> [TEXT PASSAGE]
start
We can plot the total population per block group by selecting that column in our data frame and passing it to the column argument of the plot method. This will create a choropleth map where the color of each block group corresponds to its total population.
census_data.plot(
column="Total Pop (Race/Ethnicity)",
figsize=(10, 10),
legend=True,
)
<Axes: >

Our first mapping of a variable! However, it doesn’t reveal much- you may or may not be able to spot block groups from each of the breaks in the legend. Let’s take a look at the distribution of the population variable to understand why this is the case.
census_data["Total Pop (Race/Ethnicity)"].describe()
count 6593.000000
mean 1286.795692
std 684.693325
min 0.000000
25% 842.000000
50% 1202.000000
75% 1643.000000
max 8974.000000
Name: Total Pop (Race/Ethnicity), dtype: float64
census_data["Total Pop (Race/Ethnicity)"].hist()
end
> [EXERCISE TASKS]
**1)** Write out the part of the census mapping passage that begins at the words "We can plot" and ends after the words "its total population.".
**2)** From the listing, pull out the lines from the one containing "decorative vase | locate" through the one containing "304,68 -> 431,132", both included, and reproduce them without any change.

> [TASK INPUTS]
start
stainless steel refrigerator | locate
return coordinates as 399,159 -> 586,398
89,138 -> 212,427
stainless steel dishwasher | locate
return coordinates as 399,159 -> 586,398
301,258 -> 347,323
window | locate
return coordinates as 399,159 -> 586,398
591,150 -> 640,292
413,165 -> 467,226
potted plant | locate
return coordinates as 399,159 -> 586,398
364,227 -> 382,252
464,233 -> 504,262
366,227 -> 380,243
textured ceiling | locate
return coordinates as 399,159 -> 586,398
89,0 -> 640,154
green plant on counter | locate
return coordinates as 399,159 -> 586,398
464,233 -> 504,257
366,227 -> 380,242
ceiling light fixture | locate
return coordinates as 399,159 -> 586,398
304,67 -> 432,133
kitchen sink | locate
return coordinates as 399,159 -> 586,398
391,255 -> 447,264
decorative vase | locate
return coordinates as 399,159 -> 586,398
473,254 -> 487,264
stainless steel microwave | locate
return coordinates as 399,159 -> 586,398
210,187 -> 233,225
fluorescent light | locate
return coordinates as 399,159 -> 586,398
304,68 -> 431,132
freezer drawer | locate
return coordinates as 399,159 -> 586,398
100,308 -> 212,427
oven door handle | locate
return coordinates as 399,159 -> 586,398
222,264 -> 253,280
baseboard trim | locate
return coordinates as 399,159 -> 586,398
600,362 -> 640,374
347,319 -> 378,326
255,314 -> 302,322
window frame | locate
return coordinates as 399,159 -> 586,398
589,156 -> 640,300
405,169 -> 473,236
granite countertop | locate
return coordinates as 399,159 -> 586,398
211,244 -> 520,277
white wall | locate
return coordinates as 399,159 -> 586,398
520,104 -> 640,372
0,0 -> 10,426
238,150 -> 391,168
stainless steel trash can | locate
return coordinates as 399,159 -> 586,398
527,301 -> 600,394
end
> [REPLIES]
**1)**
We can plot the total population per block group by selecting that column in our data frame and passing it to the column argument of the plot method. This will create a choropleth map where the color of each block group corresponds to its total population.

**2)**
decorative vase | locate
return coordinates as 399,159 -> 586,398
473,254 -> 487,264
stainless steel microwave | locate
return coordinates as 399,159 -> 586,398
210,187 -> 233,225
fluorescent light | locate
return coordinates as 399,159 -> 586,398
304,68 -> 431,132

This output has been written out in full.